Brief:
Copy out every line in the items below that contains the word "plastic".

* start Information given *

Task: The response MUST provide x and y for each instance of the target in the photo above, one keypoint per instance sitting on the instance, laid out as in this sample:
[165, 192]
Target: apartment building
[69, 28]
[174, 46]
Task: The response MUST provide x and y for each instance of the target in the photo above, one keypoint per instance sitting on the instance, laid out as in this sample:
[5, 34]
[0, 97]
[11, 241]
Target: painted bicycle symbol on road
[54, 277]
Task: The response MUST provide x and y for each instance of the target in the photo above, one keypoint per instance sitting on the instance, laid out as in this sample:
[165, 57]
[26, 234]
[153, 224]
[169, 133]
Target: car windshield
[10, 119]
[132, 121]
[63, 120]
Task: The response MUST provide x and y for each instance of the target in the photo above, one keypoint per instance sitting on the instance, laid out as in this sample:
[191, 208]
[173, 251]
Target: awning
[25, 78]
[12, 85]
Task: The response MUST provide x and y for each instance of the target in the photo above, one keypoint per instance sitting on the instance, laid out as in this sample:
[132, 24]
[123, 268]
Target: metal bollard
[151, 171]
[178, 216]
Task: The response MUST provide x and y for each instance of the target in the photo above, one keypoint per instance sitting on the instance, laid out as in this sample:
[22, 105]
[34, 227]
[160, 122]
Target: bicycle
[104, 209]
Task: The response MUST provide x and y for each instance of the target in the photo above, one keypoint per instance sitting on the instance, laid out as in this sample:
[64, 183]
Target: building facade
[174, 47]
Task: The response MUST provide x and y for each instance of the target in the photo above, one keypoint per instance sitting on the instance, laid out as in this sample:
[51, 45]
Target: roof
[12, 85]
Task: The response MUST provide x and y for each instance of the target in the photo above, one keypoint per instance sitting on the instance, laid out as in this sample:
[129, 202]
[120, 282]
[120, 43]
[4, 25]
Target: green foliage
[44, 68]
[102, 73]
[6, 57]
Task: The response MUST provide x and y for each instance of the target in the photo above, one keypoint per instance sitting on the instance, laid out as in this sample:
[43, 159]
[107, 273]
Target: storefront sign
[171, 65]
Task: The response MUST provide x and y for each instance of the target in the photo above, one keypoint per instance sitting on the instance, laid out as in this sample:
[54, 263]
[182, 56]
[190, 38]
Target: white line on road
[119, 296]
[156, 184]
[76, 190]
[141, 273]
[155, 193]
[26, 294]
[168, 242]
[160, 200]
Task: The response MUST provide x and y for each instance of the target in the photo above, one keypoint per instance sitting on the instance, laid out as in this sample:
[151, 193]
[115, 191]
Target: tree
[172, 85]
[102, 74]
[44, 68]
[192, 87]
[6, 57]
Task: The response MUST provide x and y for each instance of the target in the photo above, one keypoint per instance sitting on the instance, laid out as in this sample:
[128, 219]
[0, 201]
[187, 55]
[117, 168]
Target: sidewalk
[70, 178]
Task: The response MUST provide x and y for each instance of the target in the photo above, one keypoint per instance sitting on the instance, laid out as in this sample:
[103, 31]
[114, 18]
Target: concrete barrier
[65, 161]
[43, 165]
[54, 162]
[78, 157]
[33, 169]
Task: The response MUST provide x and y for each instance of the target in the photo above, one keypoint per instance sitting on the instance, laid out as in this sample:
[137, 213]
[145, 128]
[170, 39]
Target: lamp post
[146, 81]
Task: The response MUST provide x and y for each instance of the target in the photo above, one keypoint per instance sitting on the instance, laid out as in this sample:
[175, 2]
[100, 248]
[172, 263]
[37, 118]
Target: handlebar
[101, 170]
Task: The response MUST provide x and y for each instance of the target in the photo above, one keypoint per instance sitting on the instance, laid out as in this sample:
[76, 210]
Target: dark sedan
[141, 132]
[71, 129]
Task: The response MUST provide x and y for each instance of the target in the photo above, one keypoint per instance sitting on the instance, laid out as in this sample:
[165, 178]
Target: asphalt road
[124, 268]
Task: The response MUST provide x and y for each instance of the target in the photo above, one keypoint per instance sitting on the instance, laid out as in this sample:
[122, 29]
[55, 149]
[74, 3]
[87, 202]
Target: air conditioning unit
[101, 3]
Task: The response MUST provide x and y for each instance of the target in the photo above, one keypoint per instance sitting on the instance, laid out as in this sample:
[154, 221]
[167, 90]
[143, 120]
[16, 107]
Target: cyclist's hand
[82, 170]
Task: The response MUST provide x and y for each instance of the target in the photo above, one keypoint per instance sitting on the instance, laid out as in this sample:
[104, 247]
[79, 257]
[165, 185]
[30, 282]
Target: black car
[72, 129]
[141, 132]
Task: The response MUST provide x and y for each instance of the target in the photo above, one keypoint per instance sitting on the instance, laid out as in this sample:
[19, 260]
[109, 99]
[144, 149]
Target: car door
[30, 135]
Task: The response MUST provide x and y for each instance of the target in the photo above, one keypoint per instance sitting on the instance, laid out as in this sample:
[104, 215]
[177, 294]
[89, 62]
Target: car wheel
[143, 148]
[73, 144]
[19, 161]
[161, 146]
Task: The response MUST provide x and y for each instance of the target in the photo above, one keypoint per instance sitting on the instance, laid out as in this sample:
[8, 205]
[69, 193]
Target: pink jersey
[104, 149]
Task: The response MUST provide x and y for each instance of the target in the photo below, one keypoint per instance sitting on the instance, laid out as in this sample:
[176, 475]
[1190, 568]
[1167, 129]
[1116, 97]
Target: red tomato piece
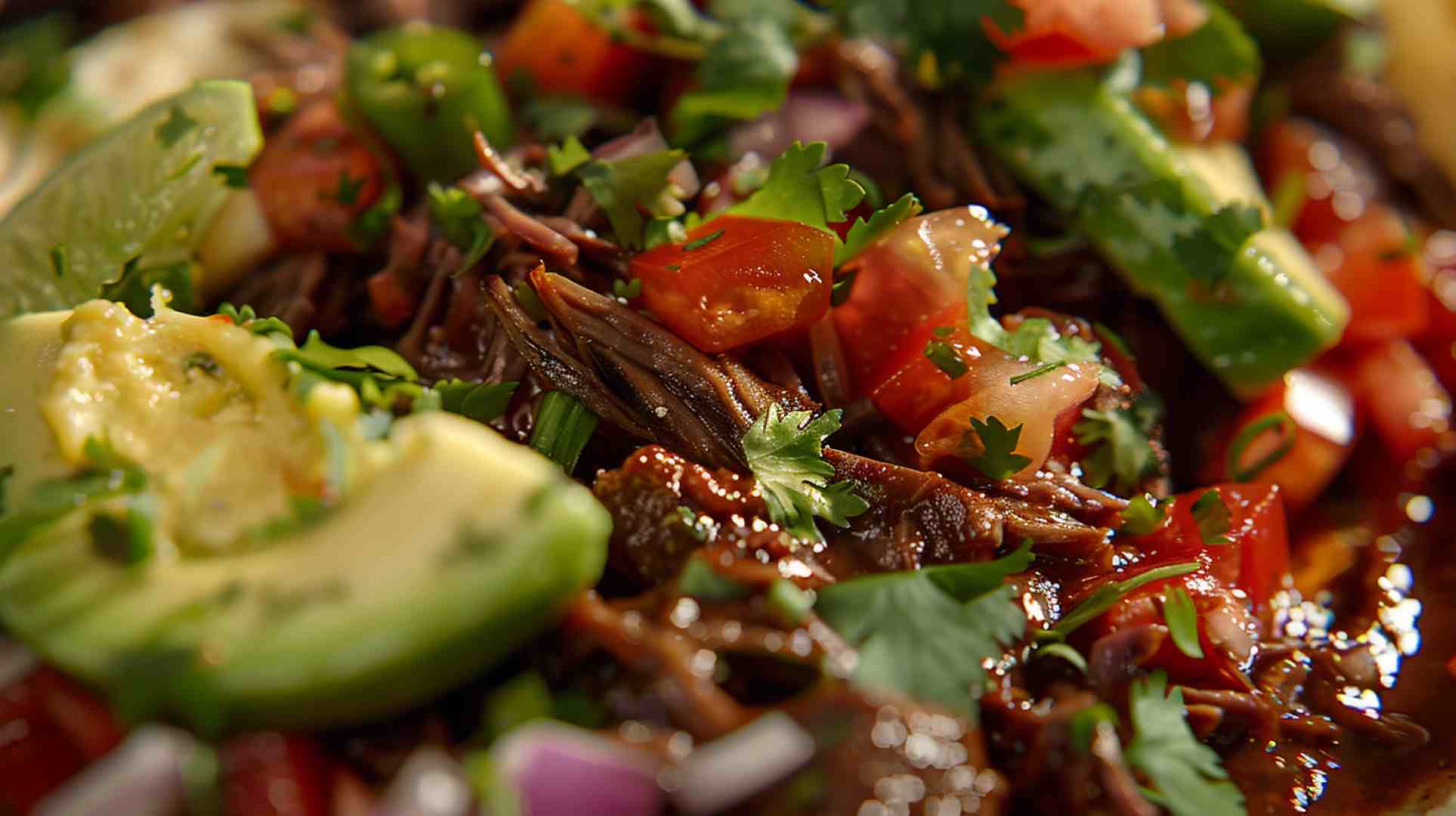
[1321, 433]
[273, 774]
[1407, 403]
[738, 280]
[1382, 279]
[564, 53]
[36, 754]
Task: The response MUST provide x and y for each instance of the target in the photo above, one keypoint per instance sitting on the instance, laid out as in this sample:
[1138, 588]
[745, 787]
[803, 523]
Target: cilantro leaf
[787, 456]
[1102, 598]
[1213, 519]
[1142, 516]
[928, 634]
[475, 401]
[1182, 621]
[1213, 248]
[944, 41]
[1216, 54]
[622, 185]
[1187, 775]
[799, 190]
[864, 233]
[1121, 447]
[997, 444]
[459, 219]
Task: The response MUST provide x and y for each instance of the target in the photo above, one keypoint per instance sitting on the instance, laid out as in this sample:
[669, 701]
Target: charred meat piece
[638, 375]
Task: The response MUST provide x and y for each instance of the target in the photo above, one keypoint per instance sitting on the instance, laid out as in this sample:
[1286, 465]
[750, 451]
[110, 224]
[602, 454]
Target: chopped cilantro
[232, 175]
[947, 359]
[1213, 519]
[787, 456]
[1104, 596]
[1212, 249]
[1187, 775]
[997, 458]
[929, 632]
[175, 125]
[1217, 54]
[1123, 455]
[702, 582]
[1182, 621]
[801, 190]
[865, 233]
[1143, 515]
[459, 219]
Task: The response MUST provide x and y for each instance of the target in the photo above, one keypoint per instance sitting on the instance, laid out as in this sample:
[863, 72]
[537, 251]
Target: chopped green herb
[1102, 598]
[232, 175]
[928, 634]
[997, 458]
[1277, 422]
[1213, 519]
[1143, 515]
[175, 125]
[697, 244]
[702, 582]
[947, 359]
[1187, 775]
[562, 428]
[1182, 621]
[787, 458]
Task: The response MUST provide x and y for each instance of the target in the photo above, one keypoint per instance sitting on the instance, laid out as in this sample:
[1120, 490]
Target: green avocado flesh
[1091, 153]
[450, 547]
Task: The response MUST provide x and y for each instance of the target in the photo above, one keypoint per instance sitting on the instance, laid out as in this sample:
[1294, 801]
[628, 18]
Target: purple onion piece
[733, 768]
[568, 771]
[430, 784]
[143, 777]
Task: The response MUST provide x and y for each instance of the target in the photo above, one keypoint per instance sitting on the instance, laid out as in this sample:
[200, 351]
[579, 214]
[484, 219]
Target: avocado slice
[447, 549]
[1082, 144]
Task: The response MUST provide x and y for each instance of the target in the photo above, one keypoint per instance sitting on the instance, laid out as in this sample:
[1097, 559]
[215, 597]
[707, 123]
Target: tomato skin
[756, 280]
[564, 53]
[274, 774]
[1325, 425]
[1405, 400]
[301, 174]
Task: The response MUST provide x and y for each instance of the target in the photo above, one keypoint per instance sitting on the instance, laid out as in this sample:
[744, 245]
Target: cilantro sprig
[787, 456]
[1187, 777]
[929, 632]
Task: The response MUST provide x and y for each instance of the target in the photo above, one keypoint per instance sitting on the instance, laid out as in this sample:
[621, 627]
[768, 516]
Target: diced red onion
[730, 770]
[807, 116]
[15, 662]
[559, 770]
[143, 777]
[430, 784]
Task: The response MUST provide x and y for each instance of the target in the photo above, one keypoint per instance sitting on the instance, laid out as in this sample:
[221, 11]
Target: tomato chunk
[273, 774]
[315, 178]
[1407, 403]
[738, 280]
[1316, 437]
[564, 53]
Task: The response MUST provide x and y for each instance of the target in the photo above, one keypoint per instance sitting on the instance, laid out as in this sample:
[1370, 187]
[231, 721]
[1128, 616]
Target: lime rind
[144, 190]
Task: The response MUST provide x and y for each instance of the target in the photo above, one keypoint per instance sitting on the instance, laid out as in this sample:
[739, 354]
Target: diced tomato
[1402, 395]
[1321, 431]
[1336, 178]
[36, 754]
[1231, 591]
[1374, 265]
[565, 53]
[273, 774]
[315, 178]
[907, 285]
[738, 280]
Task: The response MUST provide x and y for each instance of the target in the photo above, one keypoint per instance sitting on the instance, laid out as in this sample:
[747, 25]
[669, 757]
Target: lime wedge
[144, 191]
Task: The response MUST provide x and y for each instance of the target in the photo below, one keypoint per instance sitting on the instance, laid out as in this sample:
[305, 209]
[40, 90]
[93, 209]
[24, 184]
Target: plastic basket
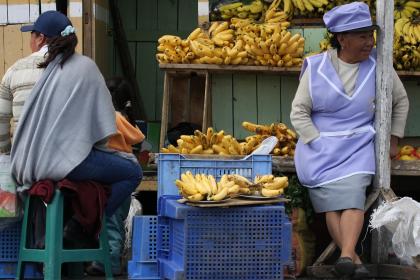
[222, 243]
[171, 166]
[144, 248]
[9, 254]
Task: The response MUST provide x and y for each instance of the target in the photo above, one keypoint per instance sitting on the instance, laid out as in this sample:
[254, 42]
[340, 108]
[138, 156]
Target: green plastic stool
[54, 255]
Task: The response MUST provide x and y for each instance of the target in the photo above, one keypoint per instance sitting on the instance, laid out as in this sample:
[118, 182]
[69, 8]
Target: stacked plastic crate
[210, 243]
[9, 253]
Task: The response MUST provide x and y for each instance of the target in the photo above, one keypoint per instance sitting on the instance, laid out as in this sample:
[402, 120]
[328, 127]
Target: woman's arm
[6, 101]
[300, 114]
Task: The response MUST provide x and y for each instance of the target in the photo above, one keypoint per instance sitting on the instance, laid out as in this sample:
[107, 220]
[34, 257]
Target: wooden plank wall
[13, 14]
[144, 22]
[236, 97]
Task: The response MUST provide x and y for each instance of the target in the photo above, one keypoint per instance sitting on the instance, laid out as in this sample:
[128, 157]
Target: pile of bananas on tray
[407, 35]
[253, 10]
[217, 143]
[286, 137]
[406, 50]
[201, 187]
[238, 42]
[208, 143]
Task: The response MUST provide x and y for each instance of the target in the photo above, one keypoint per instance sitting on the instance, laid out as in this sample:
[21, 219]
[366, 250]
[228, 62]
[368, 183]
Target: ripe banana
[271, 193]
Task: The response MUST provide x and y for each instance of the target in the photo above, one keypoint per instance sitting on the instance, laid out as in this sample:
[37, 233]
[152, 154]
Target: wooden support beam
[207, 102]
[384, 83]
[165, 108]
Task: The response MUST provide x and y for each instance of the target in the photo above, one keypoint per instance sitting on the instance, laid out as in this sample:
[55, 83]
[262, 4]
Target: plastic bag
[266, 146]
[402, 219]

* end Information given *

Task solution:
Target: plastic basket
Target: green plastic stool
Target: stacked plastic crate
Target: plastic bag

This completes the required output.